**Requirements**
1 - From the text on French tax haven rules, set down the passage between "When a tax treaty applies to" and "June 26 1975).", inclusive.
2 - According to the text on French tax haven rules, what does the French Revenue Service treat as a "substantially lower rate" of income tax?

## Begin Extracted text

Terms and Definitions
Relevant Sections of the Revenue Code
Other Regulations
General Comments

Many high-tax jurisdictions have adopted laws that are designed to create a strong disincentive against the use of tax havens by their residents. At the instigation of the Ministry of Finance and the Revenue Service the French legislature has now developed one of the world's most stringent anti-tax haven systems.

In France the emphasis is to place companies and individuals that are resident in France for tax purposes and that might be tempted to use tax havens in a position where non-compliance with statutory reporting obligations is grounds for taxation under the relevant code section, plus heavy fines (interest and penalties). Compliance with these obligations is intended to balance any benefit that could be derived from the use of low-tax jurisdictions.

In addition, certain violations may also attract criminal sanctions based on the tax code (eg, under Sections 1741 or 1743 of the French Revenue Code) or on the basis of French anti-money laundering laws.

Terms and Definitions

In order to understand the strategy against tax havens it is necessary to define a few basic French tax concepts.

This word summarizes the French general approach to tax liability. The basic attitude is that a person becomes liable for tax in France if he has material points of contact with the country. As regards French personal income tax, Section 4(b) of the Revenue Code provides that individuals who are tax residents of France are subject to income tax on their worldwide income in the absence of any domestic law or treaty exceptions. Individuals who are not resident in France for tax purposes are only subject to French income tax on their French-source income. An individual is regarded as resident in France he fulfils any of the following conditions:

  • has his home in France;

  • has his main place of abode in France;

  • carries out business in France; or

  • has the centre of his economic interests in France.

As regards companies, under Section 209(i) of the code French corporate tax is only levied on companies that are engaged in business in France. When a tax treaty applies, French corporate tax is only charged on foreign companies that have a permanent establishment in France. As for French companies the principle of territoriality excludes profits that result from activities carried out outside of France through foreign branches from tax. Similarly, the undistributed income of foreign subsidiaries is not taxable in France.

When a tax treaty applies to a given set of facts, treaty rules always override domestic law if a conflict arises.

Privileged tax regime
An individual or a legal entity enjoys a privileged tax regime in the jurisdiction other than France where it is established, whenever such jurisdiction:

  • imposes no tax on the profits generated by the relevant individual or entity;

  • imposes no tax on foreign-source income of the relevant individual or entity; or

  • imposes a rate of income tax that is substantially lower than that which would be imposed in France (French Revenue Service Instruction, June 26 1975).

The French Revenue Service considers for practical purposes that a 'substantially lower rate' means an income tax rate that is at least one-third less than the corresponding tax would have been in France for the same income. In 1975 the French Revenue Service established a list of countries that are regarded as having organized a privileged tax regime. The list is not a law and is thus purely indicative. In fact, tax courts require that the French Revenue Service not only prove that a privileged tax regime exists in the relevant jurisdiction, but that the legal entity resident there actually enjoys the privileged tax regime in question. A privileged tax regime may exist in high-tax jurisdictions where specific exemptions apply (including temporary exemptions).

Low-tax jurisdiction
This is a jurisdiction where the relevant individual or legal entity is located and enjoys a privileged tax regime. French overseas territories (as opposed to French overseas départements (administrative districts)) are regarded in some respects as low-tax jurisdictions.

## End Extracted text
## Begin Data section

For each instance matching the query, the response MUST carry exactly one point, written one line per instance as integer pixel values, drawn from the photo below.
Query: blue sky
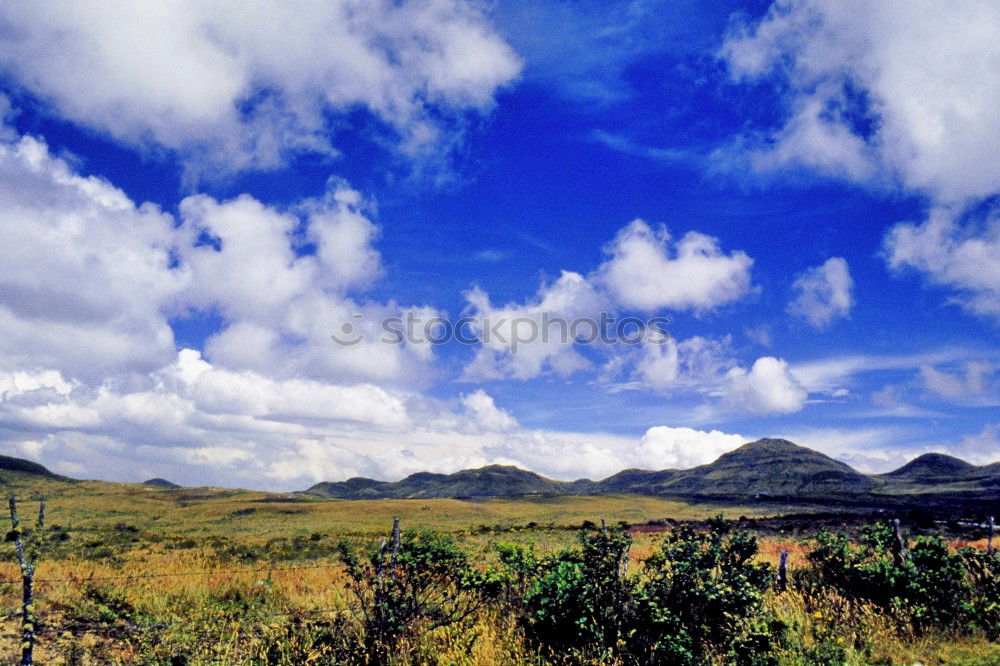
(194, 199)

## End Data section

**Exercise solutions**
1 -
When a tax treaty applies to a given set of facts, treaty rules always override domestic law if a conflict arises.

Privileged tax regime
An individual or a legal entity enjoys a privileged tax regime in the jurisdiction other than France where it is established, whenever such jurisdiction:

  • imposes no tax on the profits generated by the relevant individual or entity;

  • imposes no tax on foreign-source income of the relevant individual or entity; or

  • imposes a rate of income tax that is substantially lower than that which would be imposed in France (French Revenue Service Instruction, June 26 1975).

2 - An income tax rate at least one-third less than the corresponding tax would have been in France for the same income.